SELECTED EXTRACT:
Target Account Selling (TAS) is a B2B sales strategy focused on identifying and pursuing high-value customer accounts with the greatest potential for generating revenue. Instead of a broad, shotgun approach, TAS emphasizes a personalized and targeted engagement with specific businesses or organizations that perfectly fit your ideal customer profile (ICP).
How does TAS differ from traditional selling?
Altify has been around since the beginning of target account selling. Indeed, we shaped the category, with TAS methodology baked into our software solution since the beginning. Although our software has evolved overtime to simplify selling in an increasingly complex business environment, today our TAS solution still follows the key characteristics of target account selling. These principles are as follows:
Key Characteristics of TAS
- Focus on high-value accounts: TAS prioritizes accounts with significant revenue potential. This strategy is most effective for sales organizations focusing on large, complex sales processes where there is much to gain from winning a deal over the long-term as opposed to just a transactional sale.
- Deep customer understanding: TAS focuses on truly understanding the customer’s unique business challenges and goals. This requires in-depth research and two-way conversation with the buyer to uncover an accounts’ needs, challenges, and buying processes.
- Personalized engagement: Leveraging the power of an entire revenue team, TAS helps sellers execute on tailored sales and marketing efforts to address specific account pain points in a way that would be impossible for a lone seller to achieve on their own.
- Cross-functional collaboration: Of course, in order to collaborate and execute on these tailored plans, revenue teams need to work closely across roles and functions to deliver unparalleled buying experiences for their customers. This includes close cooperation between sales, marketing, and customer success teams.
- Long-term relationships: Finally, TAS puts the relationship at the heart of the deal where sellers seek to build strong, lasting partnerships with key decision makers in accounts.
The problem with lone wolf selling
In a world without a targeted and strategic approach to selling, it’s much too common for sellers to simply gain a primitive understanding of an account before formulating a proposal, and shooting that proposal off to a desired customer, only to move on to the next one.
Lone wolf sellers, or those sellers largely acting alone, have a tough time standing out from the crowd in a hyper competitive business landscape. This is due to a fundamental change in the B2B sales space that has proven that lone wolf sellers and transactional sales approaches are largely out of place in a modern, B2B selling motion – one that prioritizes relationships over all other aspects of a sale.
The world has evolved and left lone wolf sellers behind.
Here’s why lone wolf selling doesn’t cut it anymore.

AIM 1:
Pull out every line in the rows that contains the word "reflective".
The page text and the rows that follow it come from unrelated sources.

RECORDS SHOWN:
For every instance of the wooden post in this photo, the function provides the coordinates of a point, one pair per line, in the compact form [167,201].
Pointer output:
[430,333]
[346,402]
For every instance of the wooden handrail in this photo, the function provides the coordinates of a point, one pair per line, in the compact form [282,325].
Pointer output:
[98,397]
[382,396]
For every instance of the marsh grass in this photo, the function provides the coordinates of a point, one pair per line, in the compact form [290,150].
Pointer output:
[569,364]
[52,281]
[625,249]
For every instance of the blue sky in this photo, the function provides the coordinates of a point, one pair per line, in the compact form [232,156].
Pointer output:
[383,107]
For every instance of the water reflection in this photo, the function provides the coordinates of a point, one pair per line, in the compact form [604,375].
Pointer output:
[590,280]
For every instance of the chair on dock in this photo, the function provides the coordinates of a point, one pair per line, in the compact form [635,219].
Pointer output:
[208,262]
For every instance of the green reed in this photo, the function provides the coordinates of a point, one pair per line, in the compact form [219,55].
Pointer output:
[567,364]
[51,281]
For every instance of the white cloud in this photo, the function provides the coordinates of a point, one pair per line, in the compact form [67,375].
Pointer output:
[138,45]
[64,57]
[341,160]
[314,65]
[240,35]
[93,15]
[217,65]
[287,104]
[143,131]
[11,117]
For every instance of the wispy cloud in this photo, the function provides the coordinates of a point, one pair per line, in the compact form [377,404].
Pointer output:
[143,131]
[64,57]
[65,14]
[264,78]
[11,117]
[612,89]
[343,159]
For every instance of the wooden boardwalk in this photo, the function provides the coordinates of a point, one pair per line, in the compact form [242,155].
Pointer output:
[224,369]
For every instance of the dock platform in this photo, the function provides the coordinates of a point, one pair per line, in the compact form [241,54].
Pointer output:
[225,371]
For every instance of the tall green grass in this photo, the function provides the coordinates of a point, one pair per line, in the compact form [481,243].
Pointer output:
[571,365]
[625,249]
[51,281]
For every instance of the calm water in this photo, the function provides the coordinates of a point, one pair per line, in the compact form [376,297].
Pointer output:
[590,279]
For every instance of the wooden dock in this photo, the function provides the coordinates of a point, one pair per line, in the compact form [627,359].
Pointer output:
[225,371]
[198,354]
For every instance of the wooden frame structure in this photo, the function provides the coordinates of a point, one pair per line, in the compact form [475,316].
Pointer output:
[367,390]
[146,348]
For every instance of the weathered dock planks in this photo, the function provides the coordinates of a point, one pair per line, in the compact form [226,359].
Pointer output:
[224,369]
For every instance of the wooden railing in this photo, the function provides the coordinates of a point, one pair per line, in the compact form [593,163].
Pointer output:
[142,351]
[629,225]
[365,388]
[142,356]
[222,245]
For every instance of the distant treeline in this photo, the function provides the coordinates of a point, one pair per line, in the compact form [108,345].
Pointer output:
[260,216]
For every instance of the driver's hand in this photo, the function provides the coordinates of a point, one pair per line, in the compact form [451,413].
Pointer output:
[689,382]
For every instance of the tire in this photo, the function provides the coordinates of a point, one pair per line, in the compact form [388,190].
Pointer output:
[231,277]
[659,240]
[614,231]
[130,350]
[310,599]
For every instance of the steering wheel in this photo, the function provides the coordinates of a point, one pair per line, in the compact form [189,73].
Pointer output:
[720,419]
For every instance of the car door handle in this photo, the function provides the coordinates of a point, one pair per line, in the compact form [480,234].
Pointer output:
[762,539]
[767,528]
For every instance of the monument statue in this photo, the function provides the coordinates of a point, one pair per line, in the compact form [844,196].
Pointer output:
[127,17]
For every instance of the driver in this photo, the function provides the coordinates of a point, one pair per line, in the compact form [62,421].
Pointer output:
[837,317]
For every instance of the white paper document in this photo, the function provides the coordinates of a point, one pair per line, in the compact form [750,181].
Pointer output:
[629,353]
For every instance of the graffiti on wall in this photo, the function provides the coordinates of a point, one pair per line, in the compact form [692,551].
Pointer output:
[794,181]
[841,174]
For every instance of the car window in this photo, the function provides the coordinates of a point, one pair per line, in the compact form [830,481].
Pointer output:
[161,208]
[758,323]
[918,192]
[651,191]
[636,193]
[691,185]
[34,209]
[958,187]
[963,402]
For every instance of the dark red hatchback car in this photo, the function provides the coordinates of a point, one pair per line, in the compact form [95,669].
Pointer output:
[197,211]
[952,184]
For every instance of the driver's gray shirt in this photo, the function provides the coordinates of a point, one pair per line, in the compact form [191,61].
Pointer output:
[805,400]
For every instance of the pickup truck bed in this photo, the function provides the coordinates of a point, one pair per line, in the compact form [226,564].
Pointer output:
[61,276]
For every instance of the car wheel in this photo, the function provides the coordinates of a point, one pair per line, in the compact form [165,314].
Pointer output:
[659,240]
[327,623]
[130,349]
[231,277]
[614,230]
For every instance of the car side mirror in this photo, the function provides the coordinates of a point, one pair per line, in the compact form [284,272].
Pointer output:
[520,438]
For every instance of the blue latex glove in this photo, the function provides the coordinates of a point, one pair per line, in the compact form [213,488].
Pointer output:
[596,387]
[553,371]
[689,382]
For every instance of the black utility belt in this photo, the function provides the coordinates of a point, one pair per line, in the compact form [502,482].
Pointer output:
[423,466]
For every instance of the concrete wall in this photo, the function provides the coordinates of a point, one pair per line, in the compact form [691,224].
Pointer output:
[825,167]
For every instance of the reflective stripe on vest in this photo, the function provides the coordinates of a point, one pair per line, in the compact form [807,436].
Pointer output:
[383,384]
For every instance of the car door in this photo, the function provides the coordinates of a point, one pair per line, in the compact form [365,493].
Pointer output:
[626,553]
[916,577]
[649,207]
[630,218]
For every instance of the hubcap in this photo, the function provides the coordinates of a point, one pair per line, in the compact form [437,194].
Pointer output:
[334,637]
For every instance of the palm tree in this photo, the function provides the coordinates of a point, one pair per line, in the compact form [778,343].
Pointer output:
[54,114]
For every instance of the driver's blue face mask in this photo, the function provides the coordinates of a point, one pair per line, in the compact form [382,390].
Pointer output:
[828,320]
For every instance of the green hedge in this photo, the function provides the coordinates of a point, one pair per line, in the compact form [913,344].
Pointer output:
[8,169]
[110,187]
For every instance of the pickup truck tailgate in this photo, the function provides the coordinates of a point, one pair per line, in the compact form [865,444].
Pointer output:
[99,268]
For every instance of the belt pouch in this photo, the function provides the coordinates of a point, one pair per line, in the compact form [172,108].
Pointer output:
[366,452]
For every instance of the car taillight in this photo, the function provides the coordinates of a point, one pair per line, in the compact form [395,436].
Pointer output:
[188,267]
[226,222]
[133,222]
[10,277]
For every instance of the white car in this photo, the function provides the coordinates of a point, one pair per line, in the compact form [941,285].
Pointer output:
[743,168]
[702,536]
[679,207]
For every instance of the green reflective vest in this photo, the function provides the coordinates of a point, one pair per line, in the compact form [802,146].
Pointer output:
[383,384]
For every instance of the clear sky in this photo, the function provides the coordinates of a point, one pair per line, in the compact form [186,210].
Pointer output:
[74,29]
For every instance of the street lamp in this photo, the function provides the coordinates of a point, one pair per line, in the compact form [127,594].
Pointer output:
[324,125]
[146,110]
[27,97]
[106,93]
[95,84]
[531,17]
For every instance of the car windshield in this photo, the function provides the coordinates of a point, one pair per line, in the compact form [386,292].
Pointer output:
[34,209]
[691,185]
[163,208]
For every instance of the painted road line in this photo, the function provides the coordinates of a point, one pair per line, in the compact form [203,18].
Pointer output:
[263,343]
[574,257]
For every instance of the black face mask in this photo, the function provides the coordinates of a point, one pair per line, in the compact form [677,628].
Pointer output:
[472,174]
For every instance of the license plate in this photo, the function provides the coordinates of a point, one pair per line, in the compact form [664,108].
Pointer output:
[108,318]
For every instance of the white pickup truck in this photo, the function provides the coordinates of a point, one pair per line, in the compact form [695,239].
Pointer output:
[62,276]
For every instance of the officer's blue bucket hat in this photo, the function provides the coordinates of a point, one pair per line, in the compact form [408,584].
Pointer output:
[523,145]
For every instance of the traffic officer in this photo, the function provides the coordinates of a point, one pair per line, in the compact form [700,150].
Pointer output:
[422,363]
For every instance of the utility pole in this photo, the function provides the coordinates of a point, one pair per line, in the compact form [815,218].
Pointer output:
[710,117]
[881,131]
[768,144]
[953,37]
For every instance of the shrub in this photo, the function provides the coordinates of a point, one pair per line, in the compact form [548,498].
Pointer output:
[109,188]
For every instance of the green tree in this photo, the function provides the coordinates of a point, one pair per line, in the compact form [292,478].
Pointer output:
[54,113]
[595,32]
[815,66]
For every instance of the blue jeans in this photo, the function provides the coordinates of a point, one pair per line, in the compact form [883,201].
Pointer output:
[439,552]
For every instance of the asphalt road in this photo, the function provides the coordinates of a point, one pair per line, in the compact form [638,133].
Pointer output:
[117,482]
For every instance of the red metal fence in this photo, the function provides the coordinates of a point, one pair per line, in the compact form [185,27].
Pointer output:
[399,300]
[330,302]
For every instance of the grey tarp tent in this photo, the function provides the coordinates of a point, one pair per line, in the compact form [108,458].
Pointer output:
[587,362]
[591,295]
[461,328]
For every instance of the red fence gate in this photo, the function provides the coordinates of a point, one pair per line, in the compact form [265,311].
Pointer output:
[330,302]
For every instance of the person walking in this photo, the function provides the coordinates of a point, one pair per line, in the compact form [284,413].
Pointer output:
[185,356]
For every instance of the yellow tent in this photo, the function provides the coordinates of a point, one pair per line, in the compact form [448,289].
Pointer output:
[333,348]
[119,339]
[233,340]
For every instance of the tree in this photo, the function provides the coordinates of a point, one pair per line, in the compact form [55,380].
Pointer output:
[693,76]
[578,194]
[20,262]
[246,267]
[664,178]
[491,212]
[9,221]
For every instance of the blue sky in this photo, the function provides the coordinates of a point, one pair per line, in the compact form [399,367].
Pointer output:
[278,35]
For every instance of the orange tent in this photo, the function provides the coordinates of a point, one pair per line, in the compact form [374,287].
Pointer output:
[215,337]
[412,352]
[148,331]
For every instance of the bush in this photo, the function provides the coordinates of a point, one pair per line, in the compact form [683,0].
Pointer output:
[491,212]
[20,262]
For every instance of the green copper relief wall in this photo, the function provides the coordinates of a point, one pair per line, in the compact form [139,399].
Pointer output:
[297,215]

AIM 2:
Answer these questions from the target account selling page, one line each:
(a) Which three teams does the page say must cooperate closely?
(b) What two things does the page say deep customer understanding requires?
(c) What do lone wolf sellers have a tough time doing, according to the page?

RIGHT ANSWER 1:
For every instance of the reflective stripe on vest in this photo, the function provides the coordinates of a point, one pair per line, in the compact form [807,436].
For every instance of the green reflective vest in this photo, the function provides the coordinates of a point, one pair per line, in the compact form [802,146].

RIGHT ANSWER 2:
(a) Sales, marketing, and customer success teams.
(b) In-depth research and two-way conversation with the buyer.
(c) Standing out from the crowd in a hyper competitive business landscape.